**EXERCISE MATERIAL**
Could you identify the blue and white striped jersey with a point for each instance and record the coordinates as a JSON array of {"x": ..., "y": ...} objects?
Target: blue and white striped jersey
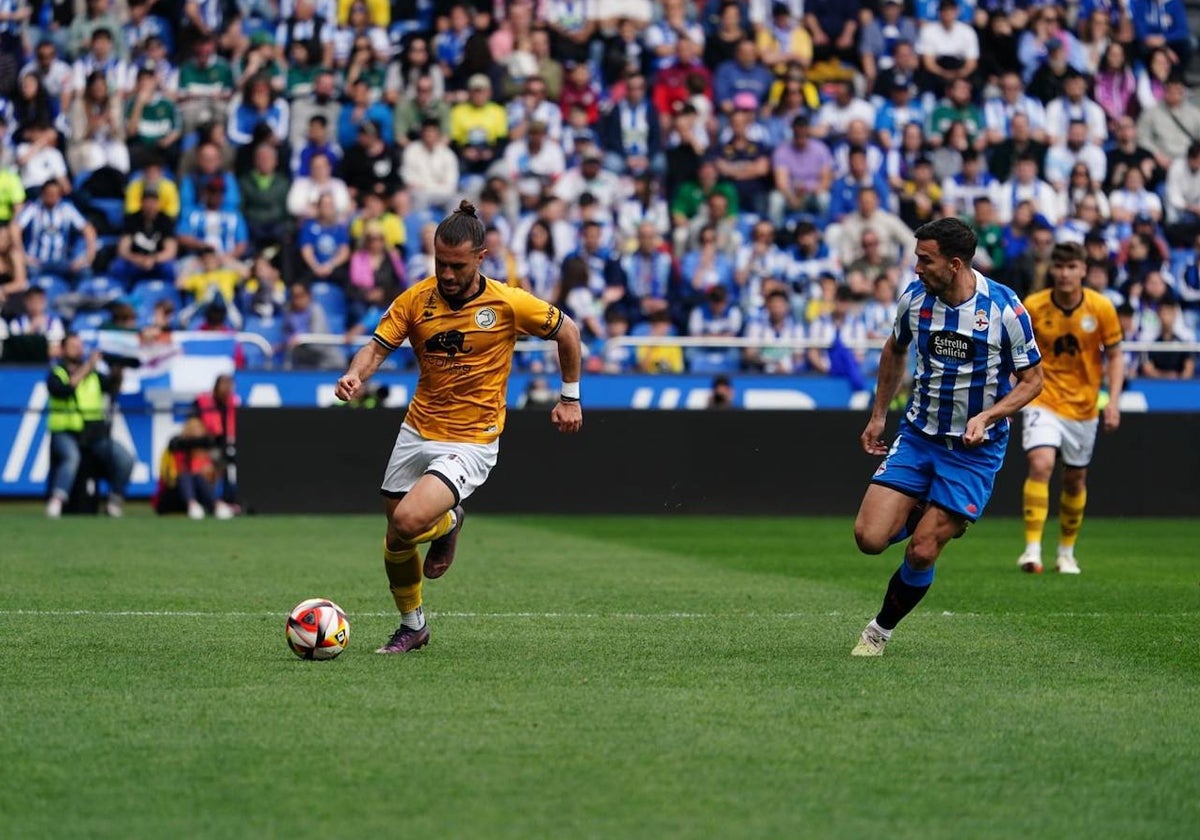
[
  {"x": 965, "y": 354},
  {"x": 52, "y": 234}
]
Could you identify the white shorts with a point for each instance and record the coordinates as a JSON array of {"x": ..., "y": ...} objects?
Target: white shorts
[
  {"x": 1074, "y": 438},
  {"x": 463, "y": 467}
]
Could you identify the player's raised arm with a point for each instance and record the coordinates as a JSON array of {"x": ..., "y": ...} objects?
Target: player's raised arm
[{"x": 568, "y": 414}]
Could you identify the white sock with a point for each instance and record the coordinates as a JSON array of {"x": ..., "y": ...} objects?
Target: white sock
[{"x": 414, "y": 619}]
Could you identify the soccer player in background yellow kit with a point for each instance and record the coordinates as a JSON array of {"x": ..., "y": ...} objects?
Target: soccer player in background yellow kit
[
  {"x": 1080, "y": 340},
  {"x": 462, "y": 327}
]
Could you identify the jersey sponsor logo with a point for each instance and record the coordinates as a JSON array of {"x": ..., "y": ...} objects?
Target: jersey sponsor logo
[
  {"x": 1066, "y": 345},
  {"x": 949, "y": 346},
  {"x": 451, "y": 342},
  {"x": 485, "y": 318}
]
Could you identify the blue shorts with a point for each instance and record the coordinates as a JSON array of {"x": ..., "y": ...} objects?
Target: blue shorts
[{"x": 942, "y": 471}]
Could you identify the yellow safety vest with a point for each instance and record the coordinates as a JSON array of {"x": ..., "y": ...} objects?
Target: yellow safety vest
[{"x": 87, "y": 405}]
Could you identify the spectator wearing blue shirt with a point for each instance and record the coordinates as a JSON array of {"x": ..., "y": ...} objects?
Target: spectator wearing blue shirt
[
  {"x": 844, "y": 192},
  {"x": 1158, "y": 23},
  {"x": 214, "y": 227},
  {"x": 58, "y": 239},
  {"x": 743, "y": 75},
  {"x": 208, "y": 167},
  {"x": 324, "y": 245},
  {"x": 359, "y": 109},
  {"x": 649, "y": 275}
]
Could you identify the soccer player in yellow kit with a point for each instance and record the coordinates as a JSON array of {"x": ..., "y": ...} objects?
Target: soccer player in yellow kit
[
  {"x": 1080, "y": 340},
  {"x": 462, "y": 327}
]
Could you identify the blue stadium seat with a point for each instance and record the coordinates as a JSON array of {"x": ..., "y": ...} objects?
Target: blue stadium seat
[
  {"x": 331, "y": 299},
  {"x": 89, "y": 321},
  {"x": 101, "y": 287},
  {"x": 53, "y": 285}
]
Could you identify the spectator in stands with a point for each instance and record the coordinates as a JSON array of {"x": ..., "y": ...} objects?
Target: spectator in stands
[
  {"x": 895, "y": 238},
  {"x": 97, "y": 129},
  {"x": 1183, "y": 198},
  {"x": 376, "y": 274},
  {"x": 1077, "y": 148},
  {"x": 148, "y": 247},
  {"x": 1162, "y": 23},
  {"x": 103, "y": 58},
  {"x": 214, "y": 227},
  {"x": 630, "y": 132},
  {"x": 423, "y": 105},
  {"x": 478, "y": 126},
  {"x": 58, "y": 239},
  {"x": 706, "y": 267},
  {"x": 1168, "y": 129},
  {"x": 948, "y": 49},
  {"x": 217, "y": 411},
  {"x": 1000, "y": 111},
  {"x": 264, "y": 191},
  {"x": 205, "y": 85},
  {"x": 259, "y": 106},
  {"x": 78, "y": 426},
  {"x": 151, "y": 126},
  {"x": 649, "y": 275},
  {"x": 775, "y": 322},
  {"x": 643, "y": 204},
  {"x": 209, "y": 167},
  {"x": 1165, "y": 364},
  {"x": 305, "y": 192},
  {"x": 1115, "y": 85},
  {"x": 803, "y": 174},
  {"x": 881, "y": 36},
  {"x": 304, "y": 317},
  {"x": 40, "y": 160},
  {"x": 324, "y": 245},
  {"x": 39, "y": 319},
  {"x": 837, "y": 113}
]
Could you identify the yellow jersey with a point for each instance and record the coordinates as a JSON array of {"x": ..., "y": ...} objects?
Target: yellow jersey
[
  {"x": 465, "y": 354},
  {"x": 1073, "y": 343}
]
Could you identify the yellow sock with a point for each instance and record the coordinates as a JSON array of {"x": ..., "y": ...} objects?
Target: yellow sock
[
  {"x": 403, "y": 570},
  {"x": 439, "y": 528},
  {"x": 1037, "y": 507},
  {"x": 1071, "y": 517}
]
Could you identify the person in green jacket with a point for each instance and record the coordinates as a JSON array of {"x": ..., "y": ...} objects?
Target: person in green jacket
[{"x": 78, "y": 423}]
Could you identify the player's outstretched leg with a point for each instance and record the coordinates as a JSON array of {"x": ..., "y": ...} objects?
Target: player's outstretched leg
[
  {"x": 441, "y": 553},
  {"x": 1071, "y": 519},
  {"x": 911, "y": 581}
]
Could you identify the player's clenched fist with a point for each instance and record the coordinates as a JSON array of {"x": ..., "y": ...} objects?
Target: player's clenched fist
[{"x": 348, "y": 388}]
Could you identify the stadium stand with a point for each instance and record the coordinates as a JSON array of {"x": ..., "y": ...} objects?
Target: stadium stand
[{"x": 690, "y": 121}]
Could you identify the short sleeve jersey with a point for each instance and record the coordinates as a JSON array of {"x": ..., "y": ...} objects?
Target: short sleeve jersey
[
  {"x": 1073, "y": 343},
  {"x": 465, "y": 354}
]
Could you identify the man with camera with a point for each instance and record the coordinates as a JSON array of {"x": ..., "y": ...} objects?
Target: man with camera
[{"x": 78, "y": 426}]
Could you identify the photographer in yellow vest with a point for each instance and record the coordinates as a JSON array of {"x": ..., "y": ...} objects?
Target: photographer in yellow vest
[{"x": 78, "y": 424}]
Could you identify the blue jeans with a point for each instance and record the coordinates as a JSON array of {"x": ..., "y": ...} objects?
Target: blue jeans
[{"x": 66, "y": 454}]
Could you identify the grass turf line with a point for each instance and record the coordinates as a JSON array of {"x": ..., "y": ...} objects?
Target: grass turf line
[{"x": 1044, "y": 706}]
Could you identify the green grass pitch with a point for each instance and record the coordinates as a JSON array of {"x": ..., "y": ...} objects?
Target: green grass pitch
[{"x": 594, "y": 677}]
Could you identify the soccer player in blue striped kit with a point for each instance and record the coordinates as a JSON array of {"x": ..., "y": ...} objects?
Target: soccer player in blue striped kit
[{"x": 977, "y": 365}]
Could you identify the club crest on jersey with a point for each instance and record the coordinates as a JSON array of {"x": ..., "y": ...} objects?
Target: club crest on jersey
[
  {"x": 949, "y": 346},
  {"x": 485, "y": 318}
]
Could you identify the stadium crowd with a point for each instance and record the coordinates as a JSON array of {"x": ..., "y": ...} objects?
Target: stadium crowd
[{"x": 702, "y": 168}]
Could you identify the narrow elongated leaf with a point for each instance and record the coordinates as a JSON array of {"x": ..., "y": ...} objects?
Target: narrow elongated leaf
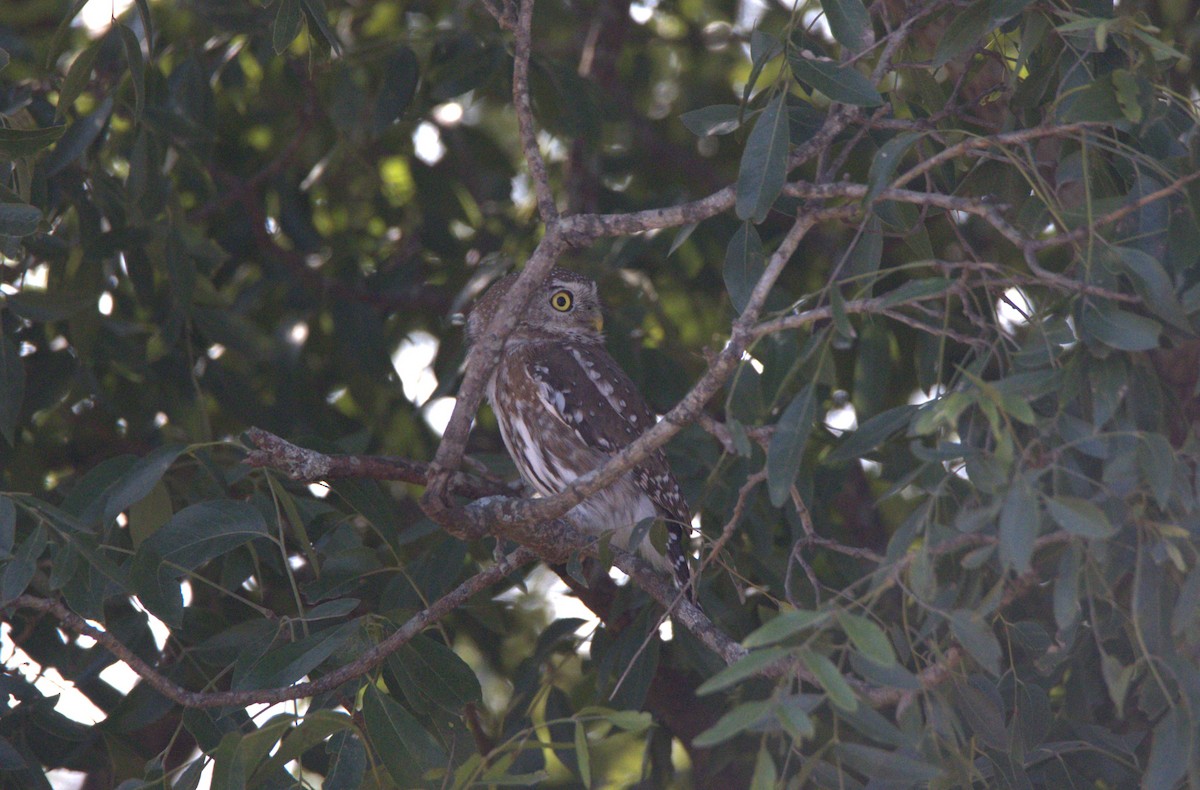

**WORK TO BE COMPLETED**
Please print every record exactly as written, without the pictures.

**PROBLEM SOLUTION**
Could you identify the blue and white striped jersey with a point for each instance and record the coordinates as a JSON array of {"x": ..., "y": ...} objects?
Target: blue and white striped jersey
[
  {"x": 965, "y": 354},
  {"x": 52, "y": 234}
]
Could you identify the white shorts with a point for each instance and record the coordinates as a JSON array of {"x": ..., "y": ...} objects?
Target: white shorts
[
  {"x": 1074, "y": 438},
  {"x": 463, "y": 467}
]
Could you identify the player's raised arm with a point for each instance and record the coordinates as a JSON array of {"x": ..., "y": ...} objects?
Target: player's raised arm
[{"x": 568, "y": 414}]
Could you identify the white sock with a point for each instance and record the coordinates as a JSON array of {"x": ..., "y": ...} objects?
Target: white sock
[{"x": 414, "y": 619}]
Could you identify the soccer player in background yellow kit with a point for each instance and record the coordinates as a JSON array of {"x": ..., "y": ...} objects?
Target: soccer player in background yellow kit
[
  {"x": 1080, "y": 340},
  {"x": 462, "y": 327}
]
Could you identify the jersey sponsor logo with a point for each instance and record the coordinates as a JSON array of {"x": ..., "y": ...} objects?
Target: jersey sponsor logo
[
  {"x": 1066, "y": 345},
  {"x": 949, "y": 346},
  {"x": 451, "y": 342},
  {"x": 485, "y": 318}
]
Could you identify the blue shorts with a point for each instance and record the coordinates as a JSON array of {"x": ..., "y": ...} objects?
Target: blue shorts
[{"x": 942, "y": 471}]
Could you identify the yellow safety vest with a point for each instance and record the coordinates as a JSON array of {"x": ..., "y": ...} objects?
Target: yellow safety vest
[{"x": 87, "y": 405}]
Could you identify the spectator wearing blue shirt with a point for each instance and record the coordinates as a JSON array of {"x": ..., "y": ...} objects?
Target: spectator wearing blue shirt
[
  {"x": 844, "y": 192},
  {"x": 1158, "y": 23},
  {"x": 214, "y": 227},
  {"x": 58, "y": 239},
  {"x": 743, "y": 75},
  {"x": 208, "y": 167},
  {"x": 324, "y": 245},
  {"x": 359, "y": 109},
  {"x": 649, "y": 275}
]
Could you identify the soccer player in yellow kit with a point for each instance and record the coordinates as a JSON array of {"x": ..., "y": ...} objects?
Target: soccer player in yellow kit
[
  {"x": 1080, "y": 340},
  {"x": 462, "y": 327}
]
Could you identify the blue stadium seat with a point for each instance and record the coordinates as a JSON array of {"x": ..., "y": ...} objects?
Target: blue stadium seat
[
  {"x": 331, "y": 299},
  {"x": 89, "y": 321},
  {"x": 101, "y": 287},
  {"x": 53, "y": 285}
]
Could you identify the spectator in stands with a point for each instance and record the coordinates as a JSON array of {"x": ..., "y": ...} objects?
Target: spectator in stands
[
  {"x": 895, "y": 238},
  {"x": 97, "y": 129},
  {"x": 1183, "y": 198},
  {"x": 376, "y": 274},
  {"x": 1077, "y": 148},
  {"x": 148, "y": 247},
  {"x": 1162, "y": 23},
  {"x": 103, "y": 58},
  {"x": 214, "y": 227},
  {"x": 630, "y": 132},
  {"x": 423, "y": 105},
  {"x": 478, "y": 126},
  {"x": 58, "y": 239},
  {"x": 706, "y": 267},
  {"x": 1168, "y": 129},
  {"x": 948, "y": 49},
  {"x": 217, "y": 411},
  {"x": 1000, "y": 111},
  {"x": 264, "y": 191},
  {"x": 205, "y": 85},
  {"x": 259, "y": 106},
  {"x": 78, "y": 426},
  {"x": 151, "y": 126},
  {"x": 649, "y": 275},
  {"x": 775, "y": 322},
  {"x": 643, "y": 204},
  {"x": 209, "y": 167},
  {"x": 1165, "y": 364},
  {"x": 305, "y": 192},
  {"x": 1115, "y": 85},
  {"x": 803, "y": 174},
  {"x": 881, "y": 36},
  {"x": 304, "y": 317},
  {"x": 40, "y": 160},
  {"x": 324, "y": 245},
  {"x": 39, "y": 319},
  {"x": 837, "y": 113}
]
Could you identify the yellow jersey with a point for each instance and record the coordinates as a JSON array of {"x": ..., "y": ...} objects?
Target: yellow jersey
[
  {"x": 465, "y": 354},
  {"x": 1073, "y": 343}
]
Could you identify the yellow sock with a point for each instance and record the coordinates as a JSON array of {"x": ..., "y": ...} objects?
Target: yellow sock
[
  {"x": 403, "y": 570},
  {"x": 439, "y": 528},
  {"x": 1037, "y": 507},
  {"x": 1071, "y": 517}
]
Could you identify the person in green jacket with a point for each instance and record the coordinates as a JSON array of {"x": ..., "y": ...} objects?
Target: person in green jacket
[{"x": 78, "y": 423}]
Could you identify the player's outstretched leg with a point for each instance and record the coordinates as a JSON array of {"x": ..., "y": ...} objects?
Target: player's outstretched leg
[
  {"x": 441, "y": 553},
  {"x": 1071, "y": 519},
  {"x": 911, "y": 581}
]
Could you identify the player's clenched fist with a point for each instance and record the coordinates as a JSON array of {"x": ..., "y": ...} objects?
Target: player's clenched fist
[{"x": 348, "y": 388}]
Could you identify the stadium stand with a point for each instance and record the coordinates as a JSON array of {"x": ..., "y": ...} objects?
Target: stadium stand
[{"x": 690, "y": 121}]
Could you identify the short sleeve jersey with a point for each instance and record the coordinates as a JSON array of {"x": ..., "y": ...} objects?
Target: short sleeve jersey
[
  {"x": 1073, "y": 343},
  {"x": 465, "y": 354}
]
Could you identify the man with camera with a point for each instance and record the coordinates as a JSON array of {"x": ..., "y": ...} objects?
Target: man with camera
[{"x": 78, "y": 426}]
Could you identify the photographer in yellow vest with a point for each instance and record the coordinates as a JSON array of {"x": ..., "y": ...} objects?
Target: photographer in yellow vest
[{"x": 78, "y": 424}]
Could you identify the blue jeans with a point for each instance and record the coordinates as a JSON array of {"x": ..., "y": ...} objects?
Target: blue jeans
[{"x": 66, "y": 454}]
Could you identify the grass turf line with a point for each instance and record the coordinates as a JSON array of {"x": ..., "y": ...} objects?
Target: grass turf line
[{"x": 1044, "y": 706}]
Could you identify the green grass pitch with a point for each instance and record the coordinates as a JSON array of {"x": ..., "y": ...} objects?
Target: green grass pitch
[{"x": 594, "y": 677}]
Could you identify the soccer player in blue striped kit with a point for each instance and record the coordinates as a JSON array of {"x": ..., "y": ...} objects?
Target: soccer player in blue striped kit
[{"x": 977, "y": 365}]
Could you identify the club crest on jersey with a point for each instance and record the coordinates as a JSON array of {"x": ..., "y": ...} objects?
Target: club crest on jersey
[
  {"x": 949, "y": 346},
  {"x": 485, "y": 318}
]
Could you identify the stadium crowd with a point for each instance and record the coordinates as a JSON array of {"x": ..., "y": ...} objects?
Target: stadium crowd
[{"x": 702, "y": 168}]
Could you identify the narrow elongated leaf with a point for each instance and record the coordinates as a JSON array of {"x": ..., "y": ...} objects?
Target: narrow elongated leaf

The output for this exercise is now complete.